*ZU BEARBEITENDE AUFGABEN*.
(1) Entscheide für jede Aussage, ob sie mit dem Ausgangstext übereinstimmt, und belege dein Ja oder Nein mit einem wörtlichen Zitat: (a) Die BF hat das Objekt unentgeltlich erworben. (b) Das Kaufobjekt ist eine Eigentumswohnung. (c) Nach Darstellung der BF beträgt die anfallende Immobilienertragsteuer Euro 5.050,50.
(2) Für wie viele Quadratmeter Grund unterliegt der überschießende Grundwert laut Ausgangstext der Besteuerung?
━━ VORLIEGENDER AUSGANGSTEXT
In der dagegen erhobenen Beschwerde verwies die BF auf den unentgeltlichen Erwerb des Objektes anlässlich des Ablebens ihres Vaters am tt.mm.2008, aufgrund des Schenkungsvertrages auf den Todesfall vom . Im Kaufvertrag vom sei die Aufgabe ihres Hauptwohnsitzes bis schriftlich bedungen und die Nutzung bis dahin in Kaufpreis berücksichtigt worden. Tatsächlich sei dieser am aufgegeben worden, erst zu diesem Zeitpunkt habe der Käufer die wirtschaftliche Verfügungsmacht über das Kaufobjekt erlangt. Im Vorfeld der Bescheiderlassung habe die Bf. nachgewiesen, dass sie am Kaufobjekt, einem Eigenheim in Form eines Reihenhauses, per ihren Hauptwohnsitz begründet habe. Zwischen dem Tag des Erwerbes = tt.mm.2008 und der Aufgabe des Hauptwohnsitzes = seien daher jedenfalls die gesetzlich für die Befreiung gemäß § 30 Abs. 2 Z. 1 lit. b Einkommensteuergesetz (EStG) 1988 geforderten fünf Jahre binnen zehn Jahren verstrichen. Unter Verweis auf eingeholte Expertenmeinungen aus dem Finanzministerium und aus dem Kreis der einschlägig befassten lehrenden Wirtschaftstreuhänder führte die BF aus, dass die Analogie zu den Ausführungen in RZ 6629, 6640 und 6642 der Einkommensteuerrichtlinien, welche unter Berücksichtigung von Toleranzfristen vor und nach Vertragsdatum die geforderte Zeit als tatsächliche Hauptwohnsitz-Zeiten gegenüber dem starren Festhalten am Vertragsdatum (z.B. bei Neubauten durch Bauträger) vorziehen würden, zu einer Befreiung von der Immobilienertragsteuer im Rahmen der Vorgaben führe. Diese sei im konkreten Fall bis zu dem bis 1000 m² Grund befreiten Ausmaß gegeben, lediglich der überschießende Grundwert für 65 m² von Euro 5.050,50 laut Preisspiegel 2013 unterliege der Besteuerung als sogenannter Altfall. Die anfallende Immobilienertragsteuer betrage daher Euro 176,77. Die BF beantragte die Herabsetzung der Steuerschuld.
━━━━
━━ GEGEBENE DATEN
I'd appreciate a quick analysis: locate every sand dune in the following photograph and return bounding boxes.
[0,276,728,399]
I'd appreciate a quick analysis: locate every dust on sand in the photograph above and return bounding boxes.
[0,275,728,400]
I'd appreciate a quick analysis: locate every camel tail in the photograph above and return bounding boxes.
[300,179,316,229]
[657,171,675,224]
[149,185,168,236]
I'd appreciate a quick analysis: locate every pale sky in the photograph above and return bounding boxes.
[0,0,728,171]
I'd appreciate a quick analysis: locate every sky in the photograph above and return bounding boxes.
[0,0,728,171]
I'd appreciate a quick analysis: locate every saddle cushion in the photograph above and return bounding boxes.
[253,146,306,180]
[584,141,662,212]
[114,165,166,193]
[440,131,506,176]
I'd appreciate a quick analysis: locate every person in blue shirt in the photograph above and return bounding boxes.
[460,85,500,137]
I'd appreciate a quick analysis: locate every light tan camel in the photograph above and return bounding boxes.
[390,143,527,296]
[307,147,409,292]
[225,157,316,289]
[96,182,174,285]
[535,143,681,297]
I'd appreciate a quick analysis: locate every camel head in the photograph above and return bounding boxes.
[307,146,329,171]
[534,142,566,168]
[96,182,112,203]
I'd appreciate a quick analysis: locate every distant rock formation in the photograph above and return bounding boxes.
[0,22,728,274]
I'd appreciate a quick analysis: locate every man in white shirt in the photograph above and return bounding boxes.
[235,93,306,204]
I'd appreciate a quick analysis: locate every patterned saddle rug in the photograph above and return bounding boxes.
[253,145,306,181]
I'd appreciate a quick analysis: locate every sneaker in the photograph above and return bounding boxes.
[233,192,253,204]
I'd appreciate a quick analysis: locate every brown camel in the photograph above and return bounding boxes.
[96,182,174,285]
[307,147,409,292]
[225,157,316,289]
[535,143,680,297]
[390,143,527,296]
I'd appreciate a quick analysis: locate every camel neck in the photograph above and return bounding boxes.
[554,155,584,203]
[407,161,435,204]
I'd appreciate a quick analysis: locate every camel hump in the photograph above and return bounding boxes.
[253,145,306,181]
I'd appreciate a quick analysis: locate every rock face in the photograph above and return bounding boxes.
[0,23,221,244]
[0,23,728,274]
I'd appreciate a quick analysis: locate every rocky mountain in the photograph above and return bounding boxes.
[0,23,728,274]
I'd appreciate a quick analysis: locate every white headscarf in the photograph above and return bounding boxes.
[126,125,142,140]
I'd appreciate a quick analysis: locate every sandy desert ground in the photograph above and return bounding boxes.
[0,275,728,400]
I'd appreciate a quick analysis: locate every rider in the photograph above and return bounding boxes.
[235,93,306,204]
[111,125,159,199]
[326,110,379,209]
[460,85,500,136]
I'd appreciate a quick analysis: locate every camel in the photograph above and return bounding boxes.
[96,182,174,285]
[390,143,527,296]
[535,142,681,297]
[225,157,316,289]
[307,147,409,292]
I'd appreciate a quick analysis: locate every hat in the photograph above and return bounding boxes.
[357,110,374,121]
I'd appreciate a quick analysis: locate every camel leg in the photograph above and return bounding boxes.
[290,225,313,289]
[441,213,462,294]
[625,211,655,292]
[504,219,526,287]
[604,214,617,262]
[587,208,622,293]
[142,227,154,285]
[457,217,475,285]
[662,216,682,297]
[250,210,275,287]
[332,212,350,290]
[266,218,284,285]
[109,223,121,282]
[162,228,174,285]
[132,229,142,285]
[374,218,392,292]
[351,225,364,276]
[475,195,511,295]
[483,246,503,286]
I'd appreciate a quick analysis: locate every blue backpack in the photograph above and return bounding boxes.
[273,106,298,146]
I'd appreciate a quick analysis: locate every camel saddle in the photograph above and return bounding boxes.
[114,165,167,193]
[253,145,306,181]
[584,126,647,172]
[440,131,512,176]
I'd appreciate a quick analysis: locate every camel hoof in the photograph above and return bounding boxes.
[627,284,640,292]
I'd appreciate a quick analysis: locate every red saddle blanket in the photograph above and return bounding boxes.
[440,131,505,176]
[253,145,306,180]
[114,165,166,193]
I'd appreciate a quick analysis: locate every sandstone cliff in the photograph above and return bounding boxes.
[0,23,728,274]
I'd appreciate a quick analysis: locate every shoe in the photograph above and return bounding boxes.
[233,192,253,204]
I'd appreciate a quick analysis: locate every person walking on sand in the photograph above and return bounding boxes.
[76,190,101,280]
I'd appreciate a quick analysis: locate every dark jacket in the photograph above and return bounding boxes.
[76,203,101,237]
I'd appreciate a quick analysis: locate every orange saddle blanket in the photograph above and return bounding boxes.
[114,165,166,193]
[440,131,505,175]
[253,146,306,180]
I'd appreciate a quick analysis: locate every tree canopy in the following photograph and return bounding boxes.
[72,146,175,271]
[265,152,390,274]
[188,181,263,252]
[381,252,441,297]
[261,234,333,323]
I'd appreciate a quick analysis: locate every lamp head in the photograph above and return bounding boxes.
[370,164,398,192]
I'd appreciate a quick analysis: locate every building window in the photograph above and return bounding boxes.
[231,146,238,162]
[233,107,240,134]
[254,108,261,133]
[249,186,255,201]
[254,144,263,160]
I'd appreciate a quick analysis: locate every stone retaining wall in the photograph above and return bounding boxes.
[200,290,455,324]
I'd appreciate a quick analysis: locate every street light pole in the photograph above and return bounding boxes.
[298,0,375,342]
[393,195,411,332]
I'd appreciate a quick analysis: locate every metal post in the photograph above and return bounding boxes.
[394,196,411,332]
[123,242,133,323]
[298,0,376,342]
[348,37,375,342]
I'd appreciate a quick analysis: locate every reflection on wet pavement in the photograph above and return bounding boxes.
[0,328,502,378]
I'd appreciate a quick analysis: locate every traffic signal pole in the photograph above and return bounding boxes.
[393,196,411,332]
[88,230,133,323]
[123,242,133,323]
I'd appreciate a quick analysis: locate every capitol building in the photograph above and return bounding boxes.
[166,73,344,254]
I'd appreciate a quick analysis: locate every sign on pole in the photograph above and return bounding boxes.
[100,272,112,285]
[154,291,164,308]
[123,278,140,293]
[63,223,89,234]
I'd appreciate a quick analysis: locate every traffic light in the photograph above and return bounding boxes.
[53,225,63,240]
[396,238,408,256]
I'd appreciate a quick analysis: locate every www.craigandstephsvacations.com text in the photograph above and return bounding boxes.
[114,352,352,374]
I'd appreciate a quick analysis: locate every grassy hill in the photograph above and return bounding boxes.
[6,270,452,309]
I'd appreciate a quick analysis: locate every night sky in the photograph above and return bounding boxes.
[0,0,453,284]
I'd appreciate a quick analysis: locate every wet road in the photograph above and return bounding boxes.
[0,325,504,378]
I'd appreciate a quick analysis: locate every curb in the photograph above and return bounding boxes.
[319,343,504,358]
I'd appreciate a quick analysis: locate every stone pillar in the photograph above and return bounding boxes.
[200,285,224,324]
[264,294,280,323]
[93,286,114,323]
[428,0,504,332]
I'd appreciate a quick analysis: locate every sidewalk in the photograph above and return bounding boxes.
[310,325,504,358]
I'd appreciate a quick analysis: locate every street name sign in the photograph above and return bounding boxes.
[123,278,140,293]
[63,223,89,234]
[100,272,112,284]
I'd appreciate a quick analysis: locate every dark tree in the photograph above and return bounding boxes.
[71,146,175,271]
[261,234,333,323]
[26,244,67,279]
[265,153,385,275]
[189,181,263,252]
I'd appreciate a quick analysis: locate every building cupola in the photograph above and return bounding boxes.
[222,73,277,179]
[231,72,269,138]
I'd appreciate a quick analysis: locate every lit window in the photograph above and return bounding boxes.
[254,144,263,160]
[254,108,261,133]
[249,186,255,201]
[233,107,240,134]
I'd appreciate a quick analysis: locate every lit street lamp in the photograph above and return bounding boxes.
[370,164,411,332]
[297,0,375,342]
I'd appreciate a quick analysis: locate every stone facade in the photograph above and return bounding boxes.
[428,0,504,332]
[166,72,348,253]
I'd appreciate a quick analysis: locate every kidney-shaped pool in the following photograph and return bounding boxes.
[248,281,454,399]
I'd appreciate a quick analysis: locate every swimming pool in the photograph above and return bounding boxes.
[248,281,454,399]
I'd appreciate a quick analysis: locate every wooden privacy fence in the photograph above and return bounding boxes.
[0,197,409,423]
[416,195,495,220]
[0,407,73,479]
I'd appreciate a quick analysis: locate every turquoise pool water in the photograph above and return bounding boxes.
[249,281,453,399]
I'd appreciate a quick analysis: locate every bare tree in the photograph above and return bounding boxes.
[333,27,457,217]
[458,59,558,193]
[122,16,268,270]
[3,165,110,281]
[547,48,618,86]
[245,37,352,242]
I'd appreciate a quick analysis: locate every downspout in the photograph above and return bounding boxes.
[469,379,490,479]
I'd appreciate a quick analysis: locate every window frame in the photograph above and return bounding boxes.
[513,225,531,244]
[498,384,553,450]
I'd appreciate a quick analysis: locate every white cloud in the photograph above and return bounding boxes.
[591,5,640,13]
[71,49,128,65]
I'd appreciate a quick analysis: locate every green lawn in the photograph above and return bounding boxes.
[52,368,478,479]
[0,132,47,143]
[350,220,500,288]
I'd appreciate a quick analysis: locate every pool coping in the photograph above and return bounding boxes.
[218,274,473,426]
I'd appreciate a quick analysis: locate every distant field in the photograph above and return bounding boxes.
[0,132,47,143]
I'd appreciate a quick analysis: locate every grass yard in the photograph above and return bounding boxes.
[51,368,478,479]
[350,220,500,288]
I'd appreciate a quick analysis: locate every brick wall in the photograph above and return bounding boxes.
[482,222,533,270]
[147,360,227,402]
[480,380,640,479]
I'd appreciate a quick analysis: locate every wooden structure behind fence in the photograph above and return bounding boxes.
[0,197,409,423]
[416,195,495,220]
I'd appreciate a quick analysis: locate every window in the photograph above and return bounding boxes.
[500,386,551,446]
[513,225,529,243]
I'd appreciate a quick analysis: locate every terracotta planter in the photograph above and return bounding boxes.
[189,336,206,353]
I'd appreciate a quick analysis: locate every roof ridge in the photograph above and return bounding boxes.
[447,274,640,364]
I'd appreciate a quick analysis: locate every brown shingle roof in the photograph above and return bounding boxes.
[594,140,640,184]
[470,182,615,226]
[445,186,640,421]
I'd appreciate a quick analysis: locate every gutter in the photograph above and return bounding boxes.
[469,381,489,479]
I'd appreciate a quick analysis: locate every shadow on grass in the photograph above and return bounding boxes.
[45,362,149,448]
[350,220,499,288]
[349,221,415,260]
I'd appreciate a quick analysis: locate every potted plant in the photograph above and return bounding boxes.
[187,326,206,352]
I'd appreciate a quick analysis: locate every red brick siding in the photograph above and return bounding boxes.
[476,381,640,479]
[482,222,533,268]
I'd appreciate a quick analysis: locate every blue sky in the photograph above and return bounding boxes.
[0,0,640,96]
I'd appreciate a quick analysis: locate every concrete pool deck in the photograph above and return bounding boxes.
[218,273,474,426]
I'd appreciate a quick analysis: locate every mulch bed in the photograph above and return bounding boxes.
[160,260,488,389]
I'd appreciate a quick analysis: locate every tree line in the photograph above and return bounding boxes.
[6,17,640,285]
━━━━
*LÖSUNGEN*.
(1)
(a) Ja: „verwies die BF auf den unentgeltlichen Erwerb des Objektes anlässlich des Ablebens ihres Vaters“
(b) Nein: „einem Eigenheim in Form eines Reihenhauses“
(c) Nein: „Die anfallende Immobilienertragsteuer betrage daher Euro 176,77.“

(2) Für 65 m².